__Notícia__:
O decreto “está em colisão direta com os preceitos fundamentais dos incisos XXXIII e LX do artigo 5º, bem como no caput do artigo 37, todos da Constituição Federal”, afirma a ADPF. Atos normativos e leis anteriores à Carta devem ser ou não recepcionados por ela. A adequação do decreto 200, diz o texto, deve ser examinada pelo STF.
A ação lembra que a regra geral é a da publicidade dos atos da administração e que só haverá exceção quando o interesse público exigir, o que ocorre no caso de ameaça à segurança nacional, por exemplo. “Não se mostra suficiente simplesmente simplesmente alegar que o sigilo das informações se deve à segurança do Estado, sem apresentar a devida motivação. Por que a publicidade de um determinado ato ameaça a segurança do Estado?”, salienta a ADPF.
O sigilo não pode ser decretado sem que haja fundamentação que respalde a exceção à regra geral da publicidade, observa o PPS no texto. “No contexto da ordem constitucional inaugurada em 1988, não há que se falar em sigilo nos gastos da administração pública”, diz o texto. Além disso, segurança nacional envolve questões militares e relações internacionais, entre outras.
A ADPF pede concessão de medida liminar suspendendo o sigilo na movimentação de quaisquer créditos públicos e a notificação do presidente Lula, por meio do advogado-geral da União, para que ambos prestem as informações necessárias.
Freire acusa Lula de usar decreto da ditadura para manter sigilos
O presidente nacional do PPS, Roberto Freire, acusou o presidente Lula de escorar-se na ditadura militar para manter gastos em sigilo, fora do alcance do princípio da publicidade. Ele referia-se ao decreto 200, de 1967, que possibilita o segredo de despesas com cartões corporativos por exemplo. “Nós entendemos que a Constituição de 1988 não recepcionou esse decreto, que próprio de um sistema da segurança nacional, de um tempo em que até lei era secreta, coisa inédita no mundo”, disse Freire, ao protocolar na tarde desta terça-feira no Supremo Tribunal Federal uma ADPF (Arguição de Descumprimento de Princípio Fundamental).

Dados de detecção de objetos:
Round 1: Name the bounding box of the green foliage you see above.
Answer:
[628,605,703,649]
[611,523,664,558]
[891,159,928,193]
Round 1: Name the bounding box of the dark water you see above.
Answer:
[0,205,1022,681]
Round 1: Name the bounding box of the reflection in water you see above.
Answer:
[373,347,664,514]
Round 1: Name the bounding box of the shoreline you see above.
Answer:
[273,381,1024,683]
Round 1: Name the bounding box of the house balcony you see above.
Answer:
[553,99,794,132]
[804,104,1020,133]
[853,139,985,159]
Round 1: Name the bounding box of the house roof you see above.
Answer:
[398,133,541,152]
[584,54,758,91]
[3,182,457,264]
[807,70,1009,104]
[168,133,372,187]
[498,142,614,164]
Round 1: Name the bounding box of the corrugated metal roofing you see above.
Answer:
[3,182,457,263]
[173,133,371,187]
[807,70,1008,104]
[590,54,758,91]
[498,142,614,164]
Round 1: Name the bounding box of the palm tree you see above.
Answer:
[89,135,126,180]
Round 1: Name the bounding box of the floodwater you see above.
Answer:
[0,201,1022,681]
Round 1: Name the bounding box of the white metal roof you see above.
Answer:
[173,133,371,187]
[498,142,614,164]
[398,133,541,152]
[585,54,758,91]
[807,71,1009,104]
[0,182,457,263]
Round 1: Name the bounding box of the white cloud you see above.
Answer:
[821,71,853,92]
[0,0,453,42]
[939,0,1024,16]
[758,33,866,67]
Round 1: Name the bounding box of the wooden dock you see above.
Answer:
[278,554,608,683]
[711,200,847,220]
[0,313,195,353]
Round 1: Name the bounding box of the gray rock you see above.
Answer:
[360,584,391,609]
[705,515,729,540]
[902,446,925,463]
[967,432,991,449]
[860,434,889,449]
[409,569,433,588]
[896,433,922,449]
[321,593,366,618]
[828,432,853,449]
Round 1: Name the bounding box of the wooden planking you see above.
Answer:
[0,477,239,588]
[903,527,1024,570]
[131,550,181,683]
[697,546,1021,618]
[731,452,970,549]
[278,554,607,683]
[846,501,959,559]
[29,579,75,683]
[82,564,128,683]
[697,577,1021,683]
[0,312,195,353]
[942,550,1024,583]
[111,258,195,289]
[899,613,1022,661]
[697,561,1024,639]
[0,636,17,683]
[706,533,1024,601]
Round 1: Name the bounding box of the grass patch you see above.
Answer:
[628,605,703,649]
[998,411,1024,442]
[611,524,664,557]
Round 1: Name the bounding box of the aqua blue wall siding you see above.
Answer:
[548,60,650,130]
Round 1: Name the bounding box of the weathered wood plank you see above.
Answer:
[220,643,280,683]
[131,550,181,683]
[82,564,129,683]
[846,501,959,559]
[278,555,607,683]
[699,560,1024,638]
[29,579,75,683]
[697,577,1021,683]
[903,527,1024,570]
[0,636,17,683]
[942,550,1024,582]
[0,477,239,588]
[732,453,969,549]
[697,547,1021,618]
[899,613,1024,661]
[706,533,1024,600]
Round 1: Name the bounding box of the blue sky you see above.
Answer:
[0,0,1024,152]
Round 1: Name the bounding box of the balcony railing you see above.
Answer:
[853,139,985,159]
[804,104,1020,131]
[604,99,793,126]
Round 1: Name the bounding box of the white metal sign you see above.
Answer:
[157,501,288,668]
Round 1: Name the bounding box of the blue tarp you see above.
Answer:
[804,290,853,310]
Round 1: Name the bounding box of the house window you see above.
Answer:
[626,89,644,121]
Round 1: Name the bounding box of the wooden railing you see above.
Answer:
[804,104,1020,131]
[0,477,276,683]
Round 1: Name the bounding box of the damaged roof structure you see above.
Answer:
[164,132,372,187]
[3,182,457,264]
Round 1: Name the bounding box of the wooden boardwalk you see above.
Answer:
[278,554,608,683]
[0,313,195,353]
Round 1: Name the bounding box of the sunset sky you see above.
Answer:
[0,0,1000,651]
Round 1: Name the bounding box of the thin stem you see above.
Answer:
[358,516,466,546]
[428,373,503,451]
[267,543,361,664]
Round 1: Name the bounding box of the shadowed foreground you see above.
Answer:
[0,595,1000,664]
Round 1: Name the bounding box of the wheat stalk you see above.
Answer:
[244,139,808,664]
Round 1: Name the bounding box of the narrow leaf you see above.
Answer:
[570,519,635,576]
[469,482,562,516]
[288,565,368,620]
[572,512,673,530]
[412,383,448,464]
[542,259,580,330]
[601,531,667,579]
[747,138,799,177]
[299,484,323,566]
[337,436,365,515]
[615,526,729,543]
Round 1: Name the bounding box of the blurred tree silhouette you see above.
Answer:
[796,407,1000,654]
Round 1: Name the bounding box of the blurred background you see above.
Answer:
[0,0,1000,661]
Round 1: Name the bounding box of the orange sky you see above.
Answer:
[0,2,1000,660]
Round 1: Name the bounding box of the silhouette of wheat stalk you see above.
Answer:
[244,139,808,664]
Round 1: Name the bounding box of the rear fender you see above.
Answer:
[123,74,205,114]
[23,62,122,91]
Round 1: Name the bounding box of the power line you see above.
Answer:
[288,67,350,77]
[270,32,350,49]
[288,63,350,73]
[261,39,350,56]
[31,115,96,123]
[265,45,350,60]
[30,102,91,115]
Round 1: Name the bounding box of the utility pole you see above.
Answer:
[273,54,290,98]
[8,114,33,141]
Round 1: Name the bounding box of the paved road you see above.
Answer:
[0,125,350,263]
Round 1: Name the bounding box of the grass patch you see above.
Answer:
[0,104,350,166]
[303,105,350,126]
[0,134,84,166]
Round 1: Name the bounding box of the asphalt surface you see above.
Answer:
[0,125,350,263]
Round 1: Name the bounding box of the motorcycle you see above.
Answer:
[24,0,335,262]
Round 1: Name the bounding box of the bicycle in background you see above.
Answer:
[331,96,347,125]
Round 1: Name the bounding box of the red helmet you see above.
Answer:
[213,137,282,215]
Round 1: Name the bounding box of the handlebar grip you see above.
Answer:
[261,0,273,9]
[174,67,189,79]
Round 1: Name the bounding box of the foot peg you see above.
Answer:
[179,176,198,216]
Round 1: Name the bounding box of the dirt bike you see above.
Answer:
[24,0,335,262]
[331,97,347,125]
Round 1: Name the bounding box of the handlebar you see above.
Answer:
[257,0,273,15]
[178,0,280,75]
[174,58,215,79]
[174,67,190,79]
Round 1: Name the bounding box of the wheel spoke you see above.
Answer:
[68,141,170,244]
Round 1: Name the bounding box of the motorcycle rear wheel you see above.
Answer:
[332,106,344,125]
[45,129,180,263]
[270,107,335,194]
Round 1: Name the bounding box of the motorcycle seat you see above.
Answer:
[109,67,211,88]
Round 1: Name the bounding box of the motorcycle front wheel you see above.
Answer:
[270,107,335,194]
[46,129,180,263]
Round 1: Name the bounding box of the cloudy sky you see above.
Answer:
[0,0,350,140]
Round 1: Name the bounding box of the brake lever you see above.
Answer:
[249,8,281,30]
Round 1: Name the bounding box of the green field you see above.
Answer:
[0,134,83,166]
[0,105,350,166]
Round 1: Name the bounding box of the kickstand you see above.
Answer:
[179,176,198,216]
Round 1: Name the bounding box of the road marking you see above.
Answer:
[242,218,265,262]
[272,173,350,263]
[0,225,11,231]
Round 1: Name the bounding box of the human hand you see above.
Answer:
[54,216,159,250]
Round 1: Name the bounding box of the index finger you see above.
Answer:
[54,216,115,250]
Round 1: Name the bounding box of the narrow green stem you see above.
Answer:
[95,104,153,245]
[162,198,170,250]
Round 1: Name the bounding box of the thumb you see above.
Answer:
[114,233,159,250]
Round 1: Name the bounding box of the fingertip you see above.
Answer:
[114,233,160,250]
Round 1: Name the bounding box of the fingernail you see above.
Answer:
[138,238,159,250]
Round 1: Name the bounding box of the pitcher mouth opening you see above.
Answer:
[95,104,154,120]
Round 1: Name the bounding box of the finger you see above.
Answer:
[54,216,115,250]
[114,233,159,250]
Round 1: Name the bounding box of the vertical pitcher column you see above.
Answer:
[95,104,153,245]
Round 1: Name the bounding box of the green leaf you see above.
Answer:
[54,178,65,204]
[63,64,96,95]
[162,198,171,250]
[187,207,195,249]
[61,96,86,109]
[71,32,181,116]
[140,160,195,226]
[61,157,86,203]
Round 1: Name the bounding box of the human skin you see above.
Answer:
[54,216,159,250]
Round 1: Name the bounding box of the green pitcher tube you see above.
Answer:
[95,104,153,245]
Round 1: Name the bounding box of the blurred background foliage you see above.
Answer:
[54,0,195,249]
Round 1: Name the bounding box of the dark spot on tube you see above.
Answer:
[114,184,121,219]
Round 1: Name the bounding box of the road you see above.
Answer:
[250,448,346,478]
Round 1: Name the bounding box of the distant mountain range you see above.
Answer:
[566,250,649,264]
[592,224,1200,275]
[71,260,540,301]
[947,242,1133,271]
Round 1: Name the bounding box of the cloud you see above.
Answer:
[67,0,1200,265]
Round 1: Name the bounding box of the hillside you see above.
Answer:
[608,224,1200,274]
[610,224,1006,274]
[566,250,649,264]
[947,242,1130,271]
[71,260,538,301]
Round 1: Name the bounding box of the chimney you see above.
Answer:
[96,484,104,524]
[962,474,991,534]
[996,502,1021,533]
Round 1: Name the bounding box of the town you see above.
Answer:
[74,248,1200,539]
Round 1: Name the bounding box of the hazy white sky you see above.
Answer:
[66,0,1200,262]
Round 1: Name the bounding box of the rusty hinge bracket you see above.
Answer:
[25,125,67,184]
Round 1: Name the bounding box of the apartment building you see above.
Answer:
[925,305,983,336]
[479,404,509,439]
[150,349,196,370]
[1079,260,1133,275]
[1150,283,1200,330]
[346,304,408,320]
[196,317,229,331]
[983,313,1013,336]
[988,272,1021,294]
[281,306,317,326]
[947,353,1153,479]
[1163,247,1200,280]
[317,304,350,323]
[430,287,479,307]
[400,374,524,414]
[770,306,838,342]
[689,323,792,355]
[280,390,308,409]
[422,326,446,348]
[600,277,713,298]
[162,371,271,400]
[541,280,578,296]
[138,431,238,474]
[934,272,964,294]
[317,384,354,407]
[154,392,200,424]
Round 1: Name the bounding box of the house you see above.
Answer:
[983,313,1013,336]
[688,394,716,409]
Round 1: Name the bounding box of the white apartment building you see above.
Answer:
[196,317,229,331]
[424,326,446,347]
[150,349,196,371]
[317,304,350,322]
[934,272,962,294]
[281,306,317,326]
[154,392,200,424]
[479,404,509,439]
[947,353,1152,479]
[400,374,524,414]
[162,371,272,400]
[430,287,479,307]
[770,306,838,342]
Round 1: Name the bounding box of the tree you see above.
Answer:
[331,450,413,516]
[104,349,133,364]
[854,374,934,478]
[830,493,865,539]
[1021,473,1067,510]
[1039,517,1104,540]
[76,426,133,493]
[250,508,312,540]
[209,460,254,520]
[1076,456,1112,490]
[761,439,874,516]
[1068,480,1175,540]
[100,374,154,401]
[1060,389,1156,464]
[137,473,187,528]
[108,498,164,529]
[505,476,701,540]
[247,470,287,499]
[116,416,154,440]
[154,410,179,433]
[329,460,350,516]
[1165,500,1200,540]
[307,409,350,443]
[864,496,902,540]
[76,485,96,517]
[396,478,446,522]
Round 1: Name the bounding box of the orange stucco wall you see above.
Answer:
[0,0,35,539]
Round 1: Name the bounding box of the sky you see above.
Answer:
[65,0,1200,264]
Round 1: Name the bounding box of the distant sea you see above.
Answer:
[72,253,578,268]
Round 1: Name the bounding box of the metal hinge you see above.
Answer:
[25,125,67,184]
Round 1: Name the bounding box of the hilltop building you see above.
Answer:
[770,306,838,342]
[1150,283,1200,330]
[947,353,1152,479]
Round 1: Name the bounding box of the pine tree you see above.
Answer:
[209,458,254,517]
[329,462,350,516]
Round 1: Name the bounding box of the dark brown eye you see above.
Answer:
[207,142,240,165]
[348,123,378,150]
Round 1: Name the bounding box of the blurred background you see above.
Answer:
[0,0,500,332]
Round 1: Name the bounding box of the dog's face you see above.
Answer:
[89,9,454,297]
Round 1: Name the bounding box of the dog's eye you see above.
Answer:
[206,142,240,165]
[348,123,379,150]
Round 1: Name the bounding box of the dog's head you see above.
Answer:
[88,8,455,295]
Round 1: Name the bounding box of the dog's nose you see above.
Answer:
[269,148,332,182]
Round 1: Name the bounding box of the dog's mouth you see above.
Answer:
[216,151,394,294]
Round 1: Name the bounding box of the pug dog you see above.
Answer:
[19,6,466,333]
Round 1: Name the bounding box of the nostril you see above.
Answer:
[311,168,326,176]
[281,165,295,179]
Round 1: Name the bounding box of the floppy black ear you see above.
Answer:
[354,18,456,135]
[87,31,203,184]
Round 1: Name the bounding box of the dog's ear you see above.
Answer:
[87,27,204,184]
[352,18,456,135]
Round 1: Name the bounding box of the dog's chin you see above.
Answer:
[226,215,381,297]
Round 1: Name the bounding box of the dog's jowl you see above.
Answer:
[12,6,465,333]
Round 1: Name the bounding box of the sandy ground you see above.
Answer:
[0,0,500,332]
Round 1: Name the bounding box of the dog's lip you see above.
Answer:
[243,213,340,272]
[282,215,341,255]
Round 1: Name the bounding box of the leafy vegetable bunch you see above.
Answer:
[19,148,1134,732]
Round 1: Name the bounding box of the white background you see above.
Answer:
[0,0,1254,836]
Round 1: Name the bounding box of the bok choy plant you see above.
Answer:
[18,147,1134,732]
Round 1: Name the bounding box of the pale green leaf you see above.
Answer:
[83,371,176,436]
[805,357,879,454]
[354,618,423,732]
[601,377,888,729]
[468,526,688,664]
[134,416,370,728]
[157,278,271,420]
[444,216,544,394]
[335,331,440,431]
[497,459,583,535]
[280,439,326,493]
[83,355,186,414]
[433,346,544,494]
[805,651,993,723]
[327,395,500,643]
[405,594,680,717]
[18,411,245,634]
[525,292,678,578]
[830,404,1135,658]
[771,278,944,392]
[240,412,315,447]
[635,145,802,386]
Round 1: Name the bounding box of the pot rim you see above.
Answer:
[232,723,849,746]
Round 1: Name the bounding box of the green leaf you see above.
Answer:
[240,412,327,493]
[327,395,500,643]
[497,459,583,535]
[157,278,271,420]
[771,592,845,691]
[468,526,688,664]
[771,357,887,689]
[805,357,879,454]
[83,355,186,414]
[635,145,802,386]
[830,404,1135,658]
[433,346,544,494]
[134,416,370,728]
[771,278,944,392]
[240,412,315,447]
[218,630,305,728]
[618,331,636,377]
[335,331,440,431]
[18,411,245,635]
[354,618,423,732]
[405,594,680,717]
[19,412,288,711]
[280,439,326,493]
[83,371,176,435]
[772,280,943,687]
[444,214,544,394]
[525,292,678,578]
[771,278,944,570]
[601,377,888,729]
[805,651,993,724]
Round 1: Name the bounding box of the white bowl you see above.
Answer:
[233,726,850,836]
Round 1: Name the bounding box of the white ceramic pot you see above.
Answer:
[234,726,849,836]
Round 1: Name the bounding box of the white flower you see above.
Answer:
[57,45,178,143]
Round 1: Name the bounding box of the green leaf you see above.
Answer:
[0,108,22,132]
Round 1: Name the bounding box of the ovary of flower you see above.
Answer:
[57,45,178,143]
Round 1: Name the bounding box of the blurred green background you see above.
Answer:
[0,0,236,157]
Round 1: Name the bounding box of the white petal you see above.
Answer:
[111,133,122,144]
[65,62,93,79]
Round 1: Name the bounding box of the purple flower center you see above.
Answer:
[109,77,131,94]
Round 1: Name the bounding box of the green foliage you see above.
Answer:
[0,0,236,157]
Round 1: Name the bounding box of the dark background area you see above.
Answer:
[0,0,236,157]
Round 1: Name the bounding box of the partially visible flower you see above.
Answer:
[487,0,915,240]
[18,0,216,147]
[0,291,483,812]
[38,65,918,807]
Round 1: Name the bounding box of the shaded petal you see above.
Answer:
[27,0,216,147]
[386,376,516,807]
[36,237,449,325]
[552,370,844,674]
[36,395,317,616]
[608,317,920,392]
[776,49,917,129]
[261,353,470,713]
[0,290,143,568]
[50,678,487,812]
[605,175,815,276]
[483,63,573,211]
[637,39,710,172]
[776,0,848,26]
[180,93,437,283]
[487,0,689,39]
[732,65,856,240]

__Tarefa proposta__: Segundo a notícia, em que tribunal Roberto Freire protocolou a ADPF contra o decreto 200?

__Resposta à tarefa__: No Supremo Tribunal Federal.